YOUR TASK: I need the lines below from the one with "Target: rock cliff face" down to the one with "Return one point per instance of the cave" reproduced exactly, both ends included, and nothing else.

EXERCISE MATERIAL:
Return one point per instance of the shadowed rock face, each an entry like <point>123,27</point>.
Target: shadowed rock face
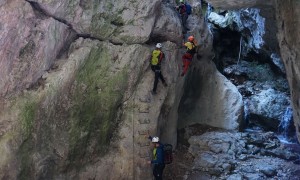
<point>288,21</point>
<point>288,18</point>
<point>237,4</point>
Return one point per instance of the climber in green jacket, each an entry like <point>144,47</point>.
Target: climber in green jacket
<point>156,59</point>
<point>158,158</point>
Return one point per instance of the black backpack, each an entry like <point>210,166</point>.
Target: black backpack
<point>168,153</point>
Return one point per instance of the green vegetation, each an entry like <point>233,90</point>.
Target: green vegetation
<point>28,114</point>
<point>29,48</point>
<point>98,93</point>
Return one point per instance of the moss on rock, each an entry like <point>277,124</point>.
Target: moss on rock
<point>98,92</point>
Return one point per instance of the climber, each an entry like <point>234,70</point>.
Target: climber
<point>157,56</point>
<point>183,14</point>
<point>191,46</point>
<point>158,158</point>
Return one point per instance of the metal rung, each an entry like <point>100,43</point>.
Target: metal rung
<point>143,132</point>
<point>144,153</point>
<point>144,144</point>
<point>144,108</point>
<point>144,121</point>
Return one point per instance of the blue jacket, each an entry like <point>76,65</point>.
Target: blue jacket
<point>159,154</point>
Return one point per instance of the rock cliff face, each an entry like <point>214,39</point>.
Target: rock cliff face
<point>287,13</point>
<point>75,93</point>
<point>288,17</point>
<point>75,86</point>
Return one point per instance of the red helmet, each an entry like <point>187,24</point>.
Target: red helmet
<point>191,38</point>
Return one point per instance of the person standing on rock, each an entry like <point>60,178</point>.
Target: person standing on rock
<point>183,14</point>
<point>156,59</point>
<point>187,58</point>
<point>158,158</point>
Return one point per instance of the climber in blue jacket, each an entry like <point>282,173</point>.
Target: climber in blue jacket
<point>158,158</point>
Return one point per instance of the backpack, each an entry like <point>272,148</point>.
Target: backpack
<point>193,50</point>
<point>188,8</point>
<point>168,153</point>
<point>156,57</point>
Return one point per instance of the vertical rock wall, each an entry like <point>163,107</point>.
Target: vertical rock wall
<point>288,21</point>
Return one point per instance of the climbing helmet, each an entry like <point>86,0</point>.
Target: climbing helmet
<point>155,139</point>
<point>158,45</point>
<point>191,38</point>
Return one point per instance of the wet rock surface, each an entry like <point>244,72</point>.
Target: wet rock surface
<point>233,155</point>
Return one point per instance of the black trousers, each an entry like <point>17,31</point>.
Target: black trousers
<point>158,171</point>
<point>158,75</point>
<point>184,18</point>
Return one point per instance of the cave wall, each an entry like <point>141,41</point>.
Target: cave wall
<point>288,23</point>
<point>288,33</point>
<point>75,93</point>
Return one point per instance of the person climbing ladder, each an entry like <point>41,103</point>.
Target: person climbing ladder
<point>183,14</point>
<point>157,57</point>
<point>158,158</point>
<point>187,58</point>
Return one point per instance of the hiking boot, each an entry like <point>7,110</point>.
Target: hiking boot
<point>153,92</point>
<point>165,84</point>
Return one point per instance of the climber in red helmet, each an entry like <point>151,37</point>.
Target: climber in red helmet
<point>191,46</point>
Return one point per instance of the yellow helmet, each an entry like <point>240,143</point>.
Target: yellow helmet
<point>191,38</point>
<point>155,139</point>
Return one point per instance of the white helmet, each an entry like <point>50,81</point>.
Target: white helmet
<point>158,45</point>
<point>155,139</point>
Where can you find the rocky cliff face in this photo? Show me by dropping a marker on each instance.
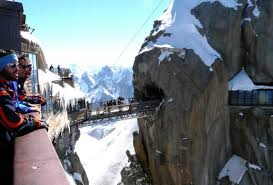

PROBLEM SOLUTION:
Target: rock cliff face
<point>287,13</point>
<point>75,93</point>
<point>288,17</point>
<point>75,86</point>
Return one point per instance of the red helmet, each an entry like <point>187,24</point>.
Target: red helmet
<point>191,38</point>
Return one point per instance of the person standing on rock, each an entry like <point>60,178</point>.
Target: person standing on rock
<point>183,14</point>
<point>156,59</point>
<point>187,58</point>
<point>158,158</point>
Return one point per instance of the climber in blue jacket, each an entry like <point>282,173</point>.
Target: climber in blue jacket
<point>158,158</point>
Return one point per instance of the backpack, each an entry like <point>272,148</point>.
Target: backpack
<point>193,50</point>
<point>188,8</point>
<point>168,153</point>
<point>156,57</point>
Return one point per instance of the vertical rock wall, each an entry like <point>163,107</point>.
Target: vertical rock wall
<point>288,21</point>
Return one point per instance of the climbing helmet, each an entry like <point>86,0</point>.
Target: climbing helmet
<point>155,139</point>
<point>158,45</point>
<point>191,38</point>
Return one point per instance of the wet rock surface, each an entry like <point>244,72</point>.
Target: wet rock surface
<point>233,155</point>
Return one point per instance of the black trousers, each an entry like <point>17,31</point>.
Target: black trousers
<point>158,171</point>
<point>158,75</point>
<point>184,18</point>
Return one point per instance of the cave wall, each an entry like <point>141,41</point>.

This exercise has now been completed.